## [GOAL OF THE EXERCISE]
Rewrite the lines below, putting "Boxes found" in place of every "Detection result" and leaving everything else unchanged.

******

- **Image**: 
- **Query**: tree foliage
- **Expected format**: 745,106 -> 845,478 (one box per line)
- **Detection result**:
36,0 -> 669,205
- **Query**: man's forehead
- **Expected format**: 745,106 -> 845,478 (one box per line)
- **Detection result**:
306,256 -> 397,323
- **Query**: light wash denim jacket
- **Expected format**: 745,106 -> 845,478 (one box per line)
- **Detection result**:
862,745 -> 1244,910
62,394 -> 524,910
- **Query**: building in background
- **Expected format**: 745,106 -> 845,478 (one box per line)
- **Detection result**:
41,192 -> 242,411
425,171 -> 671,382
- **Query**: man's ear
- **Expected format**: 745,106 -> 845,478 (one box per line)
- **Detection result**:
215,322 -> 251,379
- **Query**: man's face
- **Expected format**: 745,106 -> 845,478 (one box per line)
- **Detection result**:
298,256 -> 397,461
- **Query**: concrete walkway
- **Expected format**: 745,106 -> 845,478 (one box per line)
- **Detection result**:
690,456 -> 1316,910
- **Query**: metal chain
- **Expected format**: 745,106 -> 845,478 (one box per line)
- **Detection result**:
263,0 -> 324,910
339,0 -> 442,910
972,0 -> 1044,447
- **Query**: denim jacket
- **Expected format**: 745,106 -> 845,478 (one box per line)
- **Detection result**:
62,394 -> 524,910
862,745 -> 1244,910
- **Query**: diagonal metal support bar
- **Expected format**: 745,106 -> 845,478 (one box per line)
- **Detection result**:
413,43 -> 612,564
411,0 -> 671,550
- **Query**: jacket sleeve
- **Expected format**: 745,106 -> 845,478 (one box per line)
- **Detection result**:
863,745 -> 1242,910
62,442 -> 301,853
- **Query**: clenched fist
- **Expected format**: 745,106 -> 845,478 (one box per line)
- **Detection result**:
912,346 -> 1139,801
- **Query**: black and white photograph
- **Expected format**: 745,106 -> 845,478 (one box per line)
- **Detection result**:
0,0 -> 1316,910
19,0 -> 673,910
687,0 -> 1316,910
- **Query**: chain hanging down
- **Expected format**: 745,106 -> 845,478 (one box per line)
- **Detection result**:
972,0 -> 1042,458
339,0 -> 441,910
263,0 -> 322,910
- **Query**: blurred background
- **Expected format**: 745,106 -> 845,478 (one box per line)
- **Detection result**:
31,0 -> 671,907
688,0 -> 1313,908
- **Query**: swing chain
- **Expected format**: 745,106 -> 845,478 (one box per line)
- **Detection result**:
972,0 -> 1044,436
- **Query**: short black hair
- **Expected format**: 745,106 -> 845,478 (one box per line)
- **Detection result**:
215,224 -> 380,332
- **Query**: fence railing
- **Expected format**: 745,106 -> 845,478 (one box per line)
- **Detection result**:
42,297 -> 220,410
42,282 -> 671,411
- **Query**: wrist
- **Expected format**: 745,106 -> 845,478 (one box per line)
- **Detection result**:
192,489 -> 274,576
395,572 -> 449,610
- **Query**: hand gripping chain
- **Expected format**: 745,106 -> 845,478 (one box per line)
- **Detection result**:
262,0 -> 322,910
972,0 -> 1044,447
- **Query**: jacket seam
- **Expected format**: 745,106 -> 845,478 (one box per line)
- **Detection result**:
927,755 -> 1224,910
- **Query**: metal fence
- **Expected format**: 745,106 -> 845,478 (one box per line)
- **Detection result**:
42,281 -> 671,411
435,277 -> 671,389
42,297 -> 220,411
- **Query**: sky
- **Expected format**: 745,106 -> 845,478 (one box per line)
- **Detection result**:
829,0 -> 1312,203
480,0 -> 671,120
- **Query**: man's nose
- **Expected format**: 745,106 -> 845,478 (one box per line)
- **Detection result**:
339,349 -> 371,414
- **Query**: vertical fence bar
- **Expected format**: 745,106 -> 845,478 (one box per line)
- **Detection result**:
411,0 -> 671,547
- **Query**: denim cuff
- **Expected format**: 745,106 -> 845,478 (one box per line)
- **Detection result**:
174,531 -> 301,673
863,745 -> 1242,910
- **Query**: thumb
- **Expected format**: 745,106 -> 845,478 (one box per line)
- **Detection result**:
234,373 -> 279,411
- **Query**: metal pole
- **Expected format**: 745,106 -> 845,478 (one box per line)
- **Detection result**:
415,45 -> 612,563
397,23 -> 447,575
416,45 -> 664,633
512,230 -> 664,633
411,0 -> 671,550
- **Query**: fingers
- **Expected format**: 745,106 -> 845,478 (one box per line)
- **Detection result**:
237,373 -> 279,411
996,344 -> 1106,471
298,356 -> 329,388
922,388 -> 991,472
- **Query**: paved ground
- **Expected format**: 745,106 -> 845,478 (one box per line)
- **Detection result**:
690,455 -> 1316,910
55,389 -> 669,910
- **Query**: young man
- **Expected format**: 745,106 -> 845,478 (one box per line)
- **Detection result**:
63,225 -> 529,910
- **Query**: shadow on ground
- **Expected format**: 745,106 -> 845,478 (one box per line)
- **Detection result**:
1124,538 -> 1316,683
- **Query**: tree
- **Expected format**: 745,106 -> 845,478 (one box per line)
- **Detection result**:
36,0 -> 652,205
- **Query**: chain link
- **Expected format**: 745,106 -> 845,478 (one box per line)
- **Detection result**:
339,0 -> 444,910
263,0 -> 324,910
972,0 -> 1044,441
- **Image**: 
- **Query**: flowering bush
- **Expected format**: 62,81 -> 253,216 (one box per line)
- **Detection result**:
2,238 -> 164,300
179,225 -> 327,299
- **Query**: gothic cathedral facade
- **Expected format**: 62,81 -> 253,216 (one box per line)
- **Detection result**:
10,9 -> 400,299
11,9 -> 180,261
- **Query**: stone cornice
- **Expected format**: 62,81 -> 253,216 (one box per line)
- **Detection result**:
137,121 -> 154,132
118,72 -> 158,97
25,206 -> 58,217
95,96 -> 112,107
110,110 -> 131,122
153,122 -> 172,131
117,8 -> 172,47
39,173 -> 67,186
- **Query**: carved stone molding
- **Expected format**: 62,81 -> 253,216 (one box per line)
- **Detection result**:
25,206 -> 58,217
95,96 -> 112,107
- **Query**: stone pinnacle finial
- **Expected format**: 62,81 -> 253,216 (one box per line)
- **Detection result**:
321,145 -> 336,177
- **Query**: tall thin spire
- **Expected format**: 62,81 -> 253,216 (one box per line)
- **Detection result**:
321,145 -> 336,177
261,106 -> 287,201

******

## [WRITTEN REPLY]
- **Image**: 
- **Query**: tree foliage
- **Expected format**: 745,106 -> 845,478 (one box per line)
- **Boxes found**:
36,0 -> 669,205
- **Query**: man's forehead
- **Expected format**: 745,106 -> 845,478 (one box per line)
- **Boxes found**:
306,256 -> 397,323
- **Query**: light wash denim jacket
- **Expected format**: 745,106 -> 845,478 (one box per line)
- **Boxes found**:
862,745 -> 1244,910
62,394 -> 524,910
- **Query**: building in background
- **Expected format**: 745,106 -> 845,478 (one box per line)
- **Boxes found**:
41,192 -> 242,411
425,171 -> 671,382
- **Query**: man's ear
- **Expected format**: 745,106 -> 845,478 (one box per line)
- **Boxes found**:
215,322 -> 251,379
- **Query**: man's face
- **Expected format**: 745,106 -> 845,478 (one box per line)
- **Boxes found**:
298,256 -> 397,461
- **Query**: concrete walkway
- **Expected format**: 745,106 -> 845,478 (one box per line)
- **Boxes found**:
690,456 -> 1316,910
- **Query**: metal chain
- **Expected format**: 745,106 -> 845,478 (one box per line)
- **Boxes found**:
263,0 -> 324,910
339,0 -> 442,910
972,0 -> 1044,447
- **Query**: denim jacket
- **Expected format**: 745,106 -> 845,478 (one box per line)
- **Boxes found**:
62,394 -> 524,910
862,745 -> 1244,910
- **Query**: diagonal metal support bar
- **Expected format**: 745,106 -> 845,478 (one box per line)
- **Boxes found**:
413,43 -> 612,564
411,0 -> 671,550
- **Query**: jacket sleeve
- **Expected format**: 745,106 -> 845,478 (one box per line)
- **Boxes found**:
863,745 -> 1242,910
62,442 -> 301,853
- **Query**: clenched fist
- **Expected format**: 745,106 -> 845,478 (one box per line)
- **Boxes found**:
912,346 -> 1139,801
- **Query**: black and white photograph
- **Expected format**: 745,106 -> 845,478 (one box per line)
- **Boxes found**:
0,0 -> 1316,910
19,0 -> 673,910
687,0 -> 1316,910
- **Query**: chain hanging down
- **Expected format**: 745,106 -> 845,478 (one box per line)
- **Boxes found**:
972,0 -> 1042,458
339,0 -> 441,910
263,0 -> 322,910
- **Query**: blurred background
- **Expected format**: 745,106 -> 845,478 (one box per line)
- **Boxes found**:
31,0 -> 671,907
688,0 -> 1313,908
- **Query**: swing chain
- **Expected format**: 745,106 -> 845,478 (one box per line)
- **Boxes found**:
972,0 -> 1044,436
- **Query**: short black hair
- **Expected format**: 745,106 -> 845,478 (one box per line)
- **Boxes found**:
215,224 -> 380,332
- **Query**: fence railing
- **Expected format**: 745,106 -> 845,478 (one box per line)
- **Boxes found**:
42,297 -> 220,410
42,282 -> 671,411
- **Query**: wrist
- **Expected format**: 745,106 -> 845,478 (one box per line)
- **Boxes found**:
192,489 -> 274,576
395,572 -> 449,610
- **Query**: hand gripping chain
- **Expected format**: 745,106 -> 845,478 (one box per line)
- **Boxes found**:
262,0 -> 322,910
972,0 -> 1044,447
- **Query**: jacket seam
- **Expected format**: 745,106 -> 845,478 (one box per line)
- **Boxes found**:
927,755 -> 1224,910
- **Query**: metal fence
- **Expected format**: 745,106 -> 845,478 (one box per line)
- **Boxes found**:
42,281 -> 671,411
435,277 -> 671,389
42,297 -> 220,411
- **Query**: sky
- **Expected format**: 745,106 -> 845,478 (one box per line)
- **Boxes found**:
829,0 -> 1312,203
480,0 -> 671,120
- **Query**: man's nose
- **Expected format**: 745,106 -> 845,478 (one box per line)
- **Boxes found**:
339,349 -> 371,414
- **Query**: vertical fence bar
- **Expected format**: 745,106 -> 845,478 (one box per line)
- **Boxes found**:
411,0 -> 671,547
- **Query**: denim cuff
- **Expected format**: 745,106 -> 845,478 (one box per line)
- **Boxes found**:
174,531 -> 301,673
863,745 -> 1242,910
- **Query**: thumb
- **Expected format**: 745,106 -> 845,478 (one box per line)
- **Boxes found**:
234,373 -> 279,411
- **Query**: metal pole
- **Expected format**: 745,106 -> 845,478 (one box per line)
- **Boxes found**:
415,45 -> 612,563
397,23 -> 447,575
416,45 -> 664,633
512,230 -> 664,633
411,0 -> 671,550
- **Query**: fingers
- **Expected format**: 745,106 -> 845,478 (one box per line)
- **Boxes found**:
237,373 -> 279,411
996,344 -> 1106,471
298,356 -> 329,388
922,388 -> 991,472
- **Query**: paved ground
- **Expected format**: 745,106 -> 845,478 (one box per line)
- **Boxes found**:
690,455 -> 1316,910
55,389 -> 669,910
- **Query**: young man
- **Expected format**: 745,106 -> 845,478 (one box per line)
- **Boxes found**:
63,225 -> 529,910
- **Query**: shadow on ground
- **Expected format**: 745,106 -> 845,478 (one box per line)
- **Boxes found**:
1124,538 -> 1316,683
- **Query**: tree
- **Expected format**: 745,106 -> 845,478 (one box per line)
- **Boxes found**:
36,0 -> 652,205
- **Query**: chain link
- **Expected format**: 745,106 -> 845,478 (one box per line)
- **Boxes found**:
339,0 -> 444,910
263,0 -> 324,910
972,0 -> 1044,441
- **Image**: 
- **Query**: flowering bush
- **Expected format**: 62,81 -> 253,216 (one box per line)
- **Boxes found**:
2,238 -> 164,300
179,225 -> 327,299
- **Query**: gothic cathedral facade
- **Expected format**: 62,81 -> 253,216 (one box per line)
- **Boxes found**:
10,9 -> 400,299
11,9 -> 180,261
- **Query**: stone cornice
- **Expected format**: 62,81 -> 253,216 (one box per line)
- **Boxes found**:
137,121 -> 154,132
118,72 -> 158,97
25,206 -> 58,217
95,96 -> 112,107
110,110 -> 131,122
153,122 -> 172,131
117,8 -> 172,47
39,173 -> 67,186
- **Query**: carved stone molding
- **Expected format**: 62,81 -> 253,216 (one box per line)
- **Boxes found**:
25,206 -> 58,217
95,96 -> 112,107
- **Query**: stone pinnacle finial
- **Expected format**: 62,81 -> 253,216 (one box per line)
- **Boxes found**:
321,145 -> 336,177
- **Query**: tall thin spire
- **Expected format**: 62,81 -> 253,216 (one box per line)
- **Boxes found**:
321,145 -> 336,177
261,106 -> 287,201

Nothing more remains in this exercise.